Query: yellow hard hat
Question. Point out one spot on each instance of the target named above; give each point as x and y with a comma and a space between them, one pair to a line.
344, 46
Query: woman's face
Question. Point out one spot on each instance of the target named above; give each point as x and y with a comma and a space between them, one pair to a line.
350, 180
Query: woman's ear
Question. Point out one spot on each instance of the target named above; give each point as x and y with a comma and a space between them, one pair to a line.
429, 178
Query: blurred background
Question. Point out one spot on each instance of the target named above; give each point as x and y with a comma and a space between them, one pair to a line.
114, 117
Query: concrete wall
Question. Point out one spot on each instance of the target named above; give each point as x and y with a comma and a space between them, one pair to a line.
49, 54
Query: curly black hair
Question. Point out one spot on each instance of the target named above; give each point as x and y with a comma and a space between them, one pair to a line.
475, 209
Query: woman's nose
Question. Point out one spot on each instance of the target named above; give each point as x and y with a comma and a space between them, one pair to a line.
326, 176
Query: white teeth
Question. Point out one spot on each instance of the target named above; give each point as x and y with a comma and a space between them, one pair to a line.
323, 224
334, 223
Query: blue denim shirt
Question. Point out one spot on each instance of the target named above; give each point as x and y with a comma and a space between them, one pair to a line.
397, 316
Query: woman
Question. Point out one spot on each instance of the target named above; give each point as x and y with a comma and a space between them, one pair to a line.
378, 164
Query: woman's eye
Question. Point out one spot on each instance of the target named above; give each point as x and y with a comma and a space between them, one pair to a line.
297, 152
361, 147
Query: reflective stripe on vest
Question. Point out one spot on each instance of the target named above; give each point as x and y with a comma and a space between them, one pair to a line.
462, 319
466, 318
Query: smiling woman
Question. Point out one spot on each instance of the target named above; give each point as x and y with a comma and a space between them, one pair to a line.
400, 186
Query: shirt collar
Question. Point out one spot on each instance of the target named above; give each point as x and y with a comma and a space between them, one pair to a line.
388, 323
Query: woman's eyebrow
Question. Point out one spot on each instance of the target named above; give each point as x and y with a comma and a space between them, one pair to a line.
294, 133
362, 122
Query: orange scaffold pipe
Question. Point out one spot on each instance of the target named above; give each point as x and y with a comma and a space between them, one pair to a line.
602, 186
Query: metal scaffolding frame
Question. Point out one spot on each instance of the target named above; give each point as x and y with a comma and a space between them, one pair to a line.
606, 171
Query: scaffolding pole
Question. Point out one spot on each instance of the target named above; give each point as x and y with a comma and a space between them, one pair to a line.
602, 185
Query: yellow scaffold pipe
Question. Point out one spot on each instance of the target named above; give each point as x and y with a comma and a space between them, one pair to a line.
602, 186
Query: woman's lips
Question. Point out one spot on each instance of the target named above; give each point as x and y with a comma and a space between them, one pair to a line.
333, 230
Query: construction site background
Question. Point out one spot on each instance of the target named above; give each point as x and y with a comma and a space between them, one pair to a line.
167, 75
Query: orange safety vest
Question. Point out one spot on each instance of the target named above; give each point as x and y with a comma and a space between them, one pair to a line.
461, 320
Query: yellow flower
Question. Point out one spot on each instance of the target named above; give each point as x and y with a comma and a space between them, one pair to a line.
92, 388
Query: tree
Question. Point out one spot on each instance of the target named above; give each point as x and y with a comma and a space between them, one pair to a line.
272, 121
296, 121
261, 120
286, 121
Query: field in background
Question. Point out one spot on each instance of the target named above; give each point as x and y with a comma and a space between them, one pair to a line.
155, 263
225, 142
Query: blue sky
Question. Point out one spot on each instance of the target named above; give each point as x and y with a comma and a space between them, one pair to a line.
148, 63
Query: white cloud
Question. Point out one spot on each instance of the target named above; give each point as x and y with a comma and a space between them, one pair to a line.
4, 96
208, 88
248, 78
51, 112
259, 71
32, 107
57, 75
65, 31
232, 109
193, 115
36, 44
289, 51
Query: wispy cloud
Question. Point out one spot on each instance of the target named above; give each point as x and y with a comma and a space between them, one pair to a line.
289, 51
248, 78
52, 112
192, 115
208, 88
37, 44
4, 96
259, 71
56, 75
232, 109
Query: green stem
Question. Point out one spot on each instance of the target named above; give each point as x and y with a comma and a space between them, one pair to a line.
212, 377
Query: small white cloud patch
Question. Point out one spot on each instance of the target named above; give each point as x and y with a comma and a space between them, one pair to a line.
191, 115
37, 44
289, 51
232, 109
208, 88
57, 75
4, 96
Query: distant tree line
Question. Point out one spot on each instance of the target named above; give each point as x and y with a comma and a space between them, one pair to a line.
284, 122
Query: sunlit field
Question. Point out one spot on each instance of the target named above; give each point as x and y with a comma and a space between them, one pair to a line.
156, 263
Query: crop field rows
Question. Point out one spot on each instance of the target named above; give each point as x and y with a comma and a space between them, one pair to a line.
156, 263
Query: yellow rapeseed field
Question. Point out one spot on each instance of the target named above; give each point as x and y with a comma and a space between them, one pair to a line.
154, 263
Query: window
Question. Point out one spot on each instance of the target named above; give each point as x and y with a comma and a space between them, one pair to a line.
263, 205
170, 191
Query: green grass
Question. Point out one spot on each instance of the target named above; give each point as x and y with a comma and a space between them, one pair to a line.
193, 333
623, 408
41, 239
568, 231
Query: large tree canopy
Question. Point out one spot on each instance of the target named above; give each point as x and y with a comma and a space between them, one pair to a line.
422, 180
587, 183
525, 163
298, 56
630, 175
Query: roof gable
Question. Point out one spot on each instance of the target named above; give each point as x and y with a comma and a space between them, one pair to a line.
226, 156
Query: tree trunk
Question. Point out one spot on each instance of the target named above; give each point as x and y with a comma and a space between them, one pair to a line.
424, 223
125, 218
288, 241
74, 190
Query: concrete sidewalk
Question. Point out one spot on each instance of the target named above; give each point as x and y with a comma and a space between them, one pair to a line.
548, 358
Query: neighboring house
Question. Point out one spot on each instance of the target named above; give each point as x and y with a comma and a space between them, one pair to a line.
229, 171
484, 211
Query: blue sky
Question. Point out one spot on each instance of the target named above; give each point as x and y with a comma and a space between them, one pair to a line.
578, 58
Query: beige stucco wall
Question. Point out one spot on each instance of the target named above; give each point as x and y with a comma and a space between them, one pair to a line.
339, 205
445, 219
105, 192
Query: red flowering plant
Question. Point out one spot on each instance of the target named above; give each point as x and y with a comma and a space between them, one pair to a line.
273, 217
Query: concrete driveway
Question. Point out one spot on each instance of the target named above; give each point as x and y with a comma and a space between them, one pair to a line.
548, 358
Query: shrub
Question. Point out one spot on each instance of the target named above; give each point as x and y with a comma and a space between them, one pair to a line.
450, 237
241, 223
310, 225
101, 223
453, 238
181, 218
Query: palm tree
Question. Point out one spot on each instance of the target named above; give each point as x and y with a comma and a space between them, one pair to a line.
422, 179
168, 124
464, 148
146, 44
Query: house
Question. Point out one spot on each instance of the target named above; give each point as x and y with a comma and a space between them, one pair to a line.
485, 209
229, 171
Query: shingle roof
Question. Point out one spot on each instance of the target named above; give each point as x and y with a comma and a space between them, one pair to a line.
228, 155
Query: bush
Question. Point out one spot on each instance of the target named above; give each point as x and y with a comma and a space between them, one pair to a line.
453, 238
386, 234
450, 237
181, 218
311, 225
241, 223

- 作業内容:
上の記録をすべて、一字一句変えずに書き写すこと。

- 期待される出力:
Query: yellow hard hat
Question. Point out one spot on each instance of the target named above; give each point as x and y with a comma and a space between them, one pair to a line.
344, 46
Query: woman's face
Question. Point out one spot on each instance of the target named above; give each point as x and y with a comma and a space between them, one pair to a line.
350, 180
Query: woman's ear
Question. Point out one spot on each instance of the target named above; give each point as x and y with a comma and a space between them, one pair to a line.
429, 178
Query: blurred background
Question. Point out one spot on each instance of the target named above; give each point as x and y with a comma and a space between them, one pair to a line.
114, 117
Query: concrete wall
Question. Point out one spot on each instance of the target named above; give each point as x and y with a comma and a space between them, one pair to a line.
49, 54
Query: curly black hair
Question. Point out one spot on each instance of the target named above; give each point as x and y with a comma and a space between them, one pair to a line.
475, 209
Query: woman's nose
Question. Point out one spot on each instance of the target named above; give each point as x and y with a comma and a space between them, one pair to a line.
326, 176
Query: white teeth
Question. Point out one spot on each instance of the target named above; give each point as x and y with a comma and a space between them, one pair to a line.
323, 224
334, 223
Query: blue denim shirt
Question. Point out one spot on each instance of the target named above; give each point as x and y with a comma and a space between them, one pair to a line.
397, 316
Query: woman
Question. Point out one spot on each instance of the target named above; give each point as x and y with a comma and a space between them, one pair to a line.
378, 164
Query: woman's eye
Question. Point out one spot on each instance of the target named above; give each point as x and y with a comma and a space between them, one pair to a line.
297, 152
361, 147
Query: reflective stripe on vest
Question. Point out one spot on each instance of the target named above; give each point as x and y with a comma and a space between them, one pair to a line.
462, 319
466, 318
Query: smiling woman
Question. Point out one spot on each instance of the target named above; give each point as x and y with a comma and a space between them, one pair to a line.
400, 186
Query: shirt collar
Question. Point out one spot on each instance of the target named above; give each point as x and y with a comma and a space between them, one pair to a line.
388, 323
Query: woman's eyebrow
Question. Point out one spot on each instance of the target named above; give each point as x and y with a comma and a space between them, one pair to a line.
294, 133
362, 122
Query: orange scaffold pipe
Question. Point out one spot on each instance of the target named above; give each point as x and y with a comma and a space between them, one pair to a line.
602, 186
Query: metal scaffolding frame
Question. Point out one spot on each instance of the target named above; give each point as x and y with a comma and a space between them, one pair to a line.
606, 171
Query: scaffolding pole
Question. Point out one spot on each instance of the target named above; give each point as x and y with a comma and a space between them, one pair to a line.
602, 185
Query: yellow scaffold pipe
Question. Point out one spot on each instance of the target named above; give each point as x and y with a comma and a space between them, one pair to a line.
602, 186
Query: woman's lips
Question. Point out one spot on each instance of the target named above; give each point as x and y with a comma and a space between them, one pair to a line.
333, 230
Query: construction site background
Question. Point out one spot on each instance of the target named above; give each point as x and y with a comma and a space between them, one pair to a line.
167, 75
Query: orange safety vest
Question. Point out one spot on each instance of the target named above; give each point as x and y with a comma and a space between them, one pair to a line.
461, 320
Query: yellow flower
Question. Point out one spot on each instance of the target named above; give each point as x and y with a comma and a space between them, one pair to a line.
92, 388
Query: tree
Question. Point out one spot on each instance of the target named above; give each point as x and y with a comma and a space between them, one pair to a line.
272, 121
296, 121
261, 120
286, 121
Query: field in background
Question. Point out one spot on each instance of the target named above; give each point as x and y with a comma and a space between them, one pair to a line.
155, 263
225, 142
Query: blue sky
Question. Point out one spot on each instance of the target named above; give each point as x and y with a comma and a space between them, one pair to a line.
148, 63
Query: white cloud
Question. Point out one spot on each instance of the target named above; give each point as x and y with a comma and a space between them, one pair to a line.
4, 96
208, 88
248, 78
51, 112
259, 71
32, 107
57, 75
65, 31
232, 109
193, 115
36, 44
289, 51
Query: wispy cloud
Question. Point out one spot on each instance of the target named above; give each point as x and y with a comma and a space between them, one pair to a line.
289, 51
248, 78
52, 112
192, 115
208, 88
37, 44
4, 96
259, 71
56, 75
232, 109
Query: green stem
Question. Point out one spot on each instance of the target named above; give each point as x and y with a comma and a space between them, one pair to a line.
212, 377
Query: small white cloud patch
Question. Point out one spot on each instance of the target named above; give each point as x and y with a comma and a space between them, one pair to a line.
191, 115
37, 44
289, 51
232, 109
208, 88
57, 75
4, 96
Query: distant tree line
Question. Point out one spot on each instance of the target named above; give each point as x and y with a comma and a space between them, one pair to a line.
284, 122
Query: sunlit field
Question. Point out one spot on each instance of the target named above; give each point as x and y with a comma and a space between them, one pair to a line.
156, 263
Query: crop field rows
Question. Point out one spot on each instance of the target named above; give each point as x and y with a comma and a space between them, one pair to a line.
156, 263
Query: yellow rapeseed field
Question. Point out one spot on each instance of the target named above; give each point as x and y with a comma and a space between them, one pair to a line.
154, 263
Query: window
Question. Point out one spot on each instance of the target named above; give each point as x and y with a comma and a space between them, one pair to a line.
263, 205
170, 191
Query: green grass
Question. Point out one spot on each instance of the target named above; give each point as x and y with a comma and a space between them, one pair to a line.
193, 333
623, 408
41, 239
568, 231
Query: large tree canopy
Question. Point out one spot on each instance of the target named above; give each point as x and y with a comma and a space between them, one pair to a line.
422, 180
587, 183
525, 163
298, 56
630, 175
Query: roof gable
Question. Point out one spot on each instance of the target named above; give each point as x and y with a comma and a space between them, one pair to a line.
226, 156
Query: tree trunk
Question. Point out one spot on each instance of the target named above; give each point as x and y with a comma and a space between them, one pair to a line.
424, 223
125, 218
288, 241
74, 190
Query: concrete sidewalk
Question. Point out one spot on each instance of the target named above; give each point as x and y with a comma and a space between them, one pair to a line.
548, 358
Query: neighboring house
Question. Point out one spot on each instance of the target named above; give each point as x and y with a comma and a space between them, one pair to a line.
229, 171
484, 211
Query: blue sky
Question. Point out one spot on each instance of the target named above; give each point as x and y with a comma and a space between them, one pair to a line.
578, 58
Query: beige stucco wall
Question. Point out one spot on each instance of the target named above; give each point as x and y with a comma and a space between them, one pair to a line.
339, 205
445, 219
105, 192
Query: red flowering plant
Question. Point out one spot on each instance of the target named above; give each point as x and y with a comma and a space between them, one pair to a line.
273, 217
Query: concrete driveway
Question. Point out one spot on each instance of the target named above; give each point as x and y with a comma and a space between them, one pair to a line.
548, 358
Query: shrub
Question. Point out one spot on each instance of the target named above; give each point as x and y with a comma and a space between them, one pair to a line.
450, 237
241, 223
310, 225
101, 223
453, 238
181, 218
Query: palm tree
Question. Point out one spot on each instance of the target named above; give each point as x and y with a comma and a space between them, one pair to a line.
422, 179
168, 124
464, 148
146, 44
Query: house
Question. Point out one spot on each instance of the target named above; give each point as x and y with a comma and a space between them, one pair to a line.
485, 209
229, 171
Query: shingle roof
Question. Point out one spot on each instance of the target named above; give each point as x and y with a comma and a space between them, one pair to a line.
228, 155
Query: bush
Question. Point out one spot on each instance of the target named above; give each point as x and y with a comma and a space between them, one pair to a line.
453, 238
386, 234
450, 237
181, 218
311, 225
241, 223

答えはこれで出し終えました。